#### [Text segment]

On Wednesday, Michigan Senate Republicans unveiled 39 wide-ranging bills to alter state election laws.
The bills target areas like absentee ballots and voter qualifications, which were the focus of former President Donald Trump’s campaign to overturn his 2020 defeat.
Trump lost Michigan by 3 percentage points or 154,000 votes, but the effort among some Republicans to discredit the outcome continues
Senate Republicans contend that their new bills would ensure integrity and “restore trust” in the voting process. But Senate Minority Leader Jim Ananich, D-Flint, said the plan was “nothing more than an extension of lies and deceit about the last election.”
“Our elections are fair and safe and that has been the case under Republican administrations and Democratic administrations,” Ananich said. “The fact that Republicans didn’t win as many races as they wanted to does not justify their attempt to silence voters.”
Among the many proposed changes, the bills would bar Michigan Secretary of State Jocelyn Benson from sending out absentee ballot applications unless they are specifically requested by voters. Benson, a Democrat, sent out applications to all registered voters in 2020 amid the pandemic, drawing criticism from Trump himself.
The bills would also require applicants for absentee ballots to present or attach a copy of identification, overhaul large counties’ canvassing boards and mandate that absentee ballot drop boxes be monitored by video recordings
Another proposal would bar local governments from providing prepaid postage for absentee ballot return envelopes as some did to encourage participation last year. A bill would require voters without photo identification to vote through a provisional ballot, rather than signing an affidavit to vote, as can be done under current law.
Benson slammed the package in a Wednesday statement by saying many bills “will make it harder for citizens to vote.” Likewise, Lansing Clerk Chris Swope, president of the Michigan Association of Municipal Clerks, said the package contains “some of the most egregious voter suppression ideas Michigan has seen.”
Many proposals appear to respond directly to criticism by Republicans about the Nov. 3 election.
The proposals would require the signatures of Democratic Gov. Gretchen Whitmer to become law.

Stored data entries:

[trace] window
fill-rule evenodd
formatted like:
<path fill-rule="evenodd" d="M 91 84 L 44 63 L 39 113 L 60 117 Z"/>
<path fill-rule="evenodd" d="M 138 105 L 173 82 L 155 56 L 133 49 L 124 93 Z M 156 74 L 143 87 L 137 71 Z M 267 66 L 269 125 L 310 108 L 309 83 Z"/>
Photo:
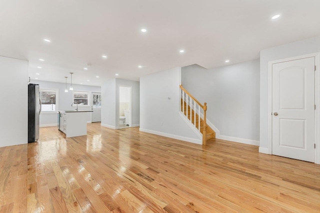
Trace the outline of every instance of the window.
<path fill-rule="evenodd" d="M 74 102 L 76 104 L 88 106 L 89 105 L 89 92 L 74 91 Z"/>
<path fill-rule="evenodd" d="M 101 93 L 94 93 L 92 95 L 92 103 L 94 108 L 101 108 Z"/>
<path fill-rule="evenodd" d="M 42 112 L 54 112 L 58 109 L 56 100 L 57 92 L 54 90 L 40 90 Z"/>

#### [Your tasks]
(a) List every person named in the Michigan election bills article.
(b) Return the passage of the Michigan election bills article from "On Wednesday, Michigan" up to and including "his 2020 defeat.", word for word.

#### [Answers to the exercise]
(a)
Donald Trump
Jim Ananich
Jocelyn Benson
Chris Swope
Gretchen Whitmer

(b)
On Wednesday, Michigan Senate Republicans unveiled 39 wide-ranging bills to alter state election laws.
The bills target areas like absentee ballots and voter qualifications, which were the focus of former President Donald Trump’s campaign to overturn his 2020 defeat.